- [Required work] Repeat the data exactly, please; no pictures belong in the copy.

- [Data records]
******************************
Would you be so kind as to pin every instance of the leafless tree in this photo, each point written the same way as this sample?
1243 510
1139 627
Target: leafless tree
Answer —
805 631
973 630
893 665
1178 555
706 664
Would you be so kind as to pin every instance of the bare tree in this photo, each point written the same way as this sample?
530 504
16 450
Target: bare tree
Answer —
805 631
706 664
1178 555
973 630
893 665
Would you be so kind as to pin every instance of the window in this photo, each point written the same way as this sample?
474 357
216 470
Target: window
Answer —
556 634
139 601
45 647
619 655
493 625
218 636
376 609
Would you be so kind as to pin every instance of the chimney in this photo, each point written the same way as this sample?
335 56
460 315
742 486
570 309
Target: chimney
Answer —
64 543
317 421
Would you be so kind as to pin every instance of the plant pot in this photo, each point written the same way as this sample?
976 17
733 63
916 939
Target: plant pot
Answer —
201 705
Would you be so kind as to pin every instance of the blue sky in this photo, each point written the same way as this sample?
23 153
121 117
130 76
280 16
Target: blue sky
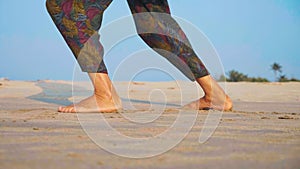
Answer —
249 36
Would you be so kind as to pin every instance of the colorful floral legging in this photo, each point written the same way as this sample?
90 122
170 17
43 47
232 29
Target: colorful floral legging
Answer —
80 20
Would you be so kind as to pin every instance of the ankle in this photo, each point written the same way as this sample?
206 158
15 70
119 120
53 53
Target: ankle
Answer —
103 95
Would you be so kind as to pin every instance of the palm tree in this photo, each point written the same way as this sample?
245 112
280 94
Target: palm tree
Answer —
276 67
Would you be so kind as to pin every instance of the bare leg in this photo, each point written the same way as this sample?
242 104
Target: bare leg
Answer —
214 96
104 99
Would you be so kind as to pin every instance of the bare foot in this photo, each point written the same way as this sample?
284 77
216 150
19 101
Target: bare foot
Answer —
214 98
93 104
105 98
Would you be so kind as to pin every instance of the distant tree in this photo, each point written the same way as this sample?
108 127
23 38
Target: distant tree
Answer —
294 80
235 76
222 78
276 67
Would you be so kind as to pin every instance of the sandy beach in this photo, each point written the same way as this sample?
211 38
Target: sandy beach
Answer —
262 131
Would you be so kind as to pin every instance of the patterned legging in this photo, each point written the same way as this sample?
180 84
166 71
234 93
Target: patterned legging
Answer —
80 20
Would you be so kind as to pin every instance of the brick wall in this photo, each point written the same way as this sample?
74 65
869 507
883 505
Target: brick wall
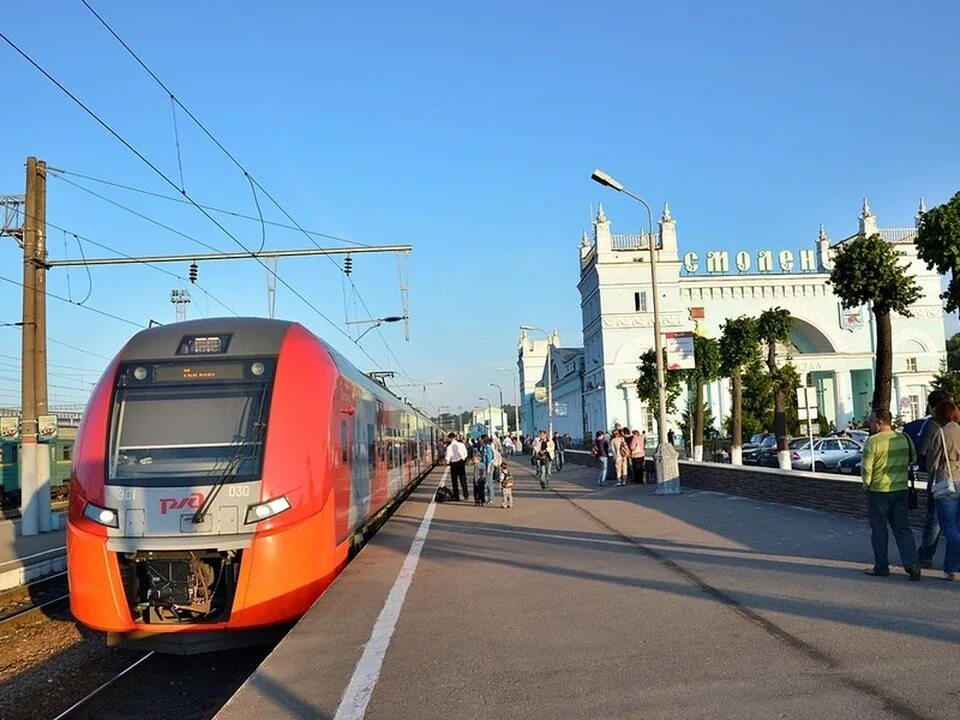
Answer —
838 494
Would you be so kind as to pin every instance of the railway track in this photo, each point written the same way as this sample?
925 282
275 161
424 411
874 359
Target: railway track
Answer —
49 593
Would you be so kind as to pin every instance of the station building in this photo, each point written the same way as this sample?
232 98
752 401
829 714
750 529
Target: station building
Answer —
833 349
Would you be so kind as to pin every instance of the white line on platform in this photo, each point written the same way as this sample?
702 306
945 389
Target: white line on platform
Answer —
353 704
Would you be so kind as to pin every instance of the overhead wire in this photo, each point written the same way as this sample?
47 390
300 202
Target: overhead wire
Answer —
123 141
225 151
211 208
104 313
78 237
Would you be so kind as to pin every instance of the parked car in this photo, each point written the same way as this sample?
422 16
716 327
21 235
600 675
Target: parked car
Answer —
770 455
850 465
827 453
752 453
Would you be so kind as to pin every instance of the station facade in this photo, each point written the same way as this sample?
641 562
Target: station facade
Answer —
831 348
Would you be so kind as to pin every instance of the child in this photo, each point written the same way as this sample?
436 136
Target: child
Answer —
506 486
479 484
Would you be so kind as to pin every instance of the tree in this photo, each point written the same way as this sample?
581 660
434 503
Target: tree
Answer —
867 270
773 326
938 244
706 354
948 380
738 345
647 385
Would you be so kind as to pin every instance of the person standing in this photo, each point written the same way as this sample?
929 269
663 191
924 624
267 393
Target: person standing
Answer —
637 455
601 450
456 456
559 446
924 432
943 459
620 454
884 468
487 459
543 451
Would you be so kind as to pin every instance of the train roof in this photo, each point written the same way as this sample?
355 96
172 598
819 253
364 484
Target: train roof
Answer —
248 336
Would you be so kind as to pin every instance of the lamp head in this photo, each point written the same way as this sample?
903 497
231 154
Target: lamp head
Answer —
603 178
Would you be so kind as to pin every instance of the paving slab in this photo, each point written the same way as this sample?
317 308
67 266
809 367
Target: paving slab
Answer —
585 602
******************************
- [Task result]
Would you be so kind as to pin every instance of the leafless tree in this photo, each point written the same way as this sample?
1243 510
1139 627
Target: leafless tree
Answer —
805 631
973 630
893 665
1178 555
706 664
Would you be so kind as to pin every instance of the bare tree in this photo, each point written the same way as this sample?
530 504
16 450
Target: bare tree
Answer —
805 631
706 664
1178 555
973 630
893 665
Would you be so kind as to pin every instance of the window in this photo, each point written the same way as this sample?
474 357
216 470
Target: window
Answer —
556 634
139 601
45 647
619 655
493 625
218 636
376 609
Would you be so kind as to pin every instance of the chimney in this photo, each point written the same way as this sample?
335 56
460 315
742 486
570 309
Target: chimney
Answer —
64 543
317 421
Would you be so kind as to pin every instance of the plant pot in this photo, each point written the same way as this sample?
976 17
733 63
916 939
Target: plant pot
Answer —
201 705
Would you be so kind as to pin every instance of the blue sky in this photo, each point written the same way as this sample?
23 153
121 117
130 76
280 16
Target: blue sky
Answer —
249 36
Would you be so kind as to pin every instance of the colorful floral legging in this photo, each point written the same way as this sample?
90 122
170 17
43 47
232 29
Target: colorful floral legging
Answer —
80 20
Would you be so kind as to pin every instance of the ankle in this photo, each point written the same way as this sample?
206 158
15 70
119 120
53 53
Target: ankle
Answer —
103 95
Would you be so kind as to pin every instance of the palm tree in this photo, each point written the same way as this sample?
245 112
280 94
Target: palm tree
Answer —
276 67
Would you be so kind as to pin every instance of the bare leg in this photo, each point written the same way as this sample?
242 104
Target: bare leg
Answer —
214 96
104 99
Would you be so kind as to pin every instance of the bare foot in this photo, each point written the same way as this sample?
284 77
216 150
19 101
Target: bare foot
Answer —
214 98
93 104
105 98
Would you be so kind as to pin every instance of the distant tree in this photo, each point written the same way as this sample?
108 127
23 38
Target: distant tree
Answer —
294 80
235 76
222 78
276 67
Would you be so kind as to pin every instance of the sandy beach in this photo, each point written the same way as this sample?
211 38
Target: sandy beach
Answer —
262 131
Would you be so kind as to pin every instance of the patterned legging in this photo, each point written the same way as this sample?
180 84
166 71
234 93
Target: patterned legging
Answer —
80 20
Would you be so kind as to pin every instance of the brick wall in this photo, each point written the same way as this sample?
74 65
869 507
883 505
Target: brick wall
Answer —
838 494
Would you be so kind as to pin every instance of the railway track in this photo, each point written the same way as this sample?
925 282
275 161
424 411
874 359
Target: railway track
Answer —
49 593
Would you be so kind as to pin every instance of the station building in this photo, each point written the same way as this sample?
232 98
752 401
829 714
750 529
Target: station building
Answer —
833 349
Would you be so kind as to pin every instance of the white line on platform in this photo, each point written the same way as this sample?
702 306
945 389
Target: white line on platform
Answer —
353 704
Would you be so kind as to pin every instance of the overhead wire in this photo, each point written the same way as this sample?
47 390
300 202
Target: overhead wire
Answer —
123 141
225 151
211 208
104 313
78 237
Would you be so kind as to pin every instance of the parked car in this photo, each point written the same way as this sample?
422 16
716 327
21 235
600 675
Target: parked car
Answer —
770 455
850 465
827 453
752 453
Would you be so kind as to pin every instance of the station facade in this photo, each point written the same way as this sample?
641 562
Target: station facade
Answer —
831 348
Would you be so kind as to pin every instance of the child in this photo, each point written the same way as this sample?
436 136
Target: child
Answer —
506 486
479 484
Would you be so kind as to pin every instance of the tree in this photo, each point written the same way as this sample?
581 660
434 503
Target: tree
Answer —
867 270
773 326
938 244
706 354
948 380
738 345
647 385
Would you be so kind as to pin every instance of the person standing in this photo, each point written the same way as this sample?
929 269
663 191
924 624
267 393
Target: person standing
Answer —
637 455
601 450
456 456
559 446
924 432
943 459
620 454
884 468
487 459
543 451
Would you be so kind as to pin every instance of the train roof in this photo, each point written the same way as this sample?
355 96
172 598
819 253
364 484
Target: train roof
Answer —
248 336
Would you be so kind as to pin every instance of the lamp head in this photo, each point written the same way as this sample?
903 497
231 154
Target: lamp head
Answer —
603 178
Would you be so kind as to pin every instance of the paving slab in this photo, each point written the same way as this sample?
317 308
67 266
809 367
Target: paving slab
Answer —
585 602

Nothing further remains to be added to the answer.